- **COMPLETE THE FOLLOWING**
A - Translate the sentence "I trusted one of the ER doctors a lot." from the forum thread on panic attacks below into Spanish.
B - Carry on the forum thread on panic attacks below, starting right after its last sentence.

- **TEXT EXCERPT**
  • Posted

    Interesting, thanks a lot of for this!

    I had my first panic attack ever 2 years ago when I was smoking one morning, (I smoked every single day straight for 5 years before this) after I smoked I got really paranoid and that almost never happens I begin to think that I was way to skinny and out of shape, so without knowing at the time what was going on my heart started racing and I really thought I was having a heart attack at the ripe old age of 18

    Luckily I was at home and my mom calmed me down but I was almost scarred, I still think to this day that I am underweight (150 lbs 5"11) and lately I am extremely paranoid that I have some undiagnosed heart condition because I experience a racing heart all the time (almost 100 a minute) when I feel calm and I'm doing nothing and I experience palpitations for days straight that feel like a flutter when I'm worried about something

    Although the I feel there is no way this is anxiety a small part of me knows it is but.. I don't know, waiting for an echo test in 1 MONTH from now that will tell me if I have some heart problem

    I've had 2 normal ekgs and they came out normal besides a heart murmur and of course when I was told I have a heart murmur I flipped and was in a google shock for 4 days and almost paralyzed by fear that it must be a sign, well I'm rambling

    Good read haha

    • Posted

      Dont bother to do the echo man.. ive had one advantagr and I guess thats the reason I got over it in 3 monthd only, I trusted one of the ER doctors a lot. I did 3 ECKs too but after the 2nd one i was pretty convincd that I have nothing in my heart. Why would u think that u have another condition when all your symptoms are 100% anxiety realted. Let me tell u something, back 2 montbs ago when i injured my leg, even tbo I was at the peak of my anx/panic phase it was all gone temporary. When your brain receives real signals of pain you wont feel anxious at all. If you had a real condition you woulsnt feel anxious. NO HEART PROBLEM HAS CAUSED ANYONE TO BE HYPOCHONDRIAC, CHECK THEIR SYMPTOMS 24/7, AND CHANGE THEIR EMOTIONAL STATE YET.

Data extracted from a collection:

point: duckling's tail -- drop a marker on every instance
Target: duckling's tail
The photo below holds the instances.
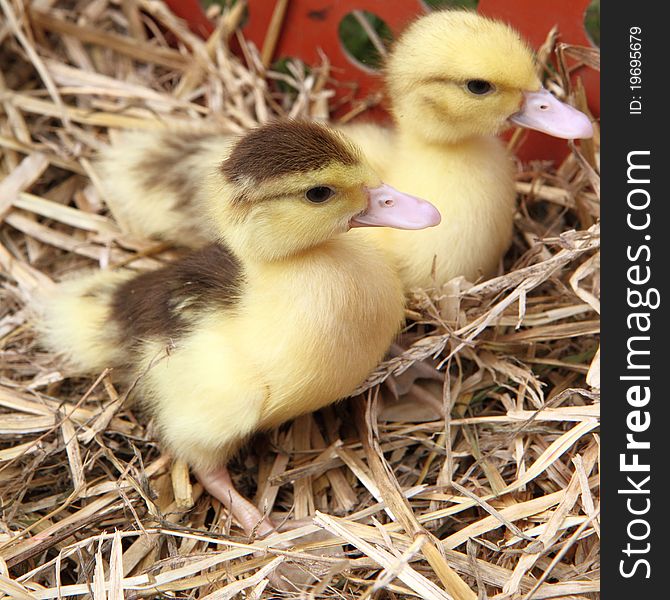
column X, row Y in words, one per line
column 74, row 321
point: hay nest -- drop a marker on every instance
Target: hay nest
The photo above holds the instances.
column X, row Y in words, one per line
column 490, row 483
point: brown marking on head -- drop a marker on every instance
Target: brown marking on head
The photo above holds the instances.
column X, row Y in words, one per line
column 163, row 168
column 162, row 303
column 286, row 148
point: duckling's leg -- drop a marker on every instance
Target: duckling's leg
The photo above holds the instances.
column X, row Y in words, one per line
column 219, row 484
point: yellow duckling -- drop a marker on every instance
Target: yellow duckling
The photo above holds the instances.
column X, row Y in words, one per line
column 284, row 314
column 455, row 80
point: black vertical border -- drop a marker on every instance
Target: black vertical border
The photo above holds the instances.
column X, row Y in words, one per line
column 622, row 133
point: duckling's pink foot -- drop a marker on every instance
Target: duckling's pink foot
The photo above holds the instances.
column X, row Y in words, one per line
column 219, row 484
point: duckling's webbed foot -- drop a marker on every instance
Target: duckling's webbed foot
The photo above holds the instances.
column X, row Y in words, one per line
column 219, row 484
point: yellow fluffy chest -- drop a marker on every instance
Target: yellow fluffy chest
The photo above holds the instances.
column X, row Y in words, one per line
column 318, row 325
column 473, row 187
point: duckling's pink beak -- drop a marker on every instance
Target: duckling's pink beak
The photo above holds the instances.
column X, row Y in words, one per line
column 387, row 207
column 544, row 112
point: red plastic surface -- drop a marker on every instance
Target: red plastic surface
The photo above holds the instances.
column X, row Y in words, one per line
column 313, row 25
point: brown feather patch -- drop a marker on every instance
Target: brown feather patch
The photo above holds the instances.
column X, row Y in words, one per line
column 160, row 303
column 164, row 168
column 285, row 148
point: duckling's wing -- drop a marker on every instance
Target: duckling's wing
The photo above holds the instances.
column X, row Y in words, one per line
column 165, row 303
column 152, row 182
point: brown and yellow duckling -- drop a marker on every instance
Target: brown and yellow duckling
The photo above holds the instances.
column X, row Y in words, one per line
column 285, row 313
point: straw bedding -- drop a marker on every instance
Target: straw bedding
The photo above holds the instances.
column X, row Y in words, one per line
column 487, row 487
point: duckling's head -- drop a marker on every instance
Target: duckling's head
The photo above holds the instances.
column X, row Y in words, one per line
column 289, row 186
column 454, row 74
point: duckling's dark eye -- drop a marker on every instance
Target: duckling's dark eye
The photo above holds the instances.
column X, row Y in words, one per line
column 479, row 87
column 319, row 194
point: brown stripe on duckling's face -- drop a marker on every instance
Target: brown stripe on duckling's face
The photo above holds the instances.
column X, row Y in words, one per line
column 290, row 186
column 286, row 148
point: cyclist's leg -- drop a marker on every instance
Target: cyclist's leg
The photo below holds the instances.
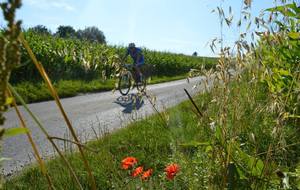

- **ANSWERS GIVEN**
A - Confiaba mucho en uno de los médicos de urgencias.

B -
    • Posted

      Haha thanks this made me feel better, I've been happy this last week and I no longer experience palpitations besides a slight raised heartbeat and night, I figured I would go to the echo because although my 2 ekgs were normal the doctor told me I have a slight Arrhthmia and the heart murmur, and that's good enough reason I guess but I'm gonna spend $1800 cash on it! This will be a very expensive anxiety lesson if that's all it is haha

  • Posted

    Hi Dontwantone123,

    The chest pain you Had was it in the left side. Cause I get a lot of chest pain in my left chest and shortness of breathe & I start panicking more and feel I don't have air and jus wanna go ER Every time I feel those Symptoms feeling like if its my heart or IMA stop breathing feel IMA faint cause I can't breathe. Don't have air. I don't know what to do when I get like that been in ER and told me I was fine of my heart and breathing but I jus feel it its not normal for me the way I get

    • Posted

      Yes it was always on my left chest, rarely in the middle. Shortness of breath is the scariest but I convinced myself that it was nothing to worry about really quick, i have a spo2 checker on my phone and it alwayz showed higher than 95% oxygen levels on blood and i guessdd that helped the first days. Best of wished to you.
  • Posted

    Thank you for posting. I've always suffered with anxiety my whole life. But in a December i started to believe I was dying. In January after my grandma passed away it seems to have gotten worse. Can't sleep, too scared to fall asleep because I think I won't wake up. Since mid feb I think I've been in and out of the ER at least 5-10 times. Thought I was having a heart attack or my heart was getting weak. I've had severa ekgs all came back Normal. Even had blood work to check heart and organs and dr said they was good. I try to tell myself it's the anxiety but here lately it's not really been working. I have medicine I was proscribed for anxiety but I'm too scared to take it because I don't know how it's going to make me feel rolleyes and lately I've been feeling like I haven't been attached to my body, if that makes sense rolleyes I just wanna feel better.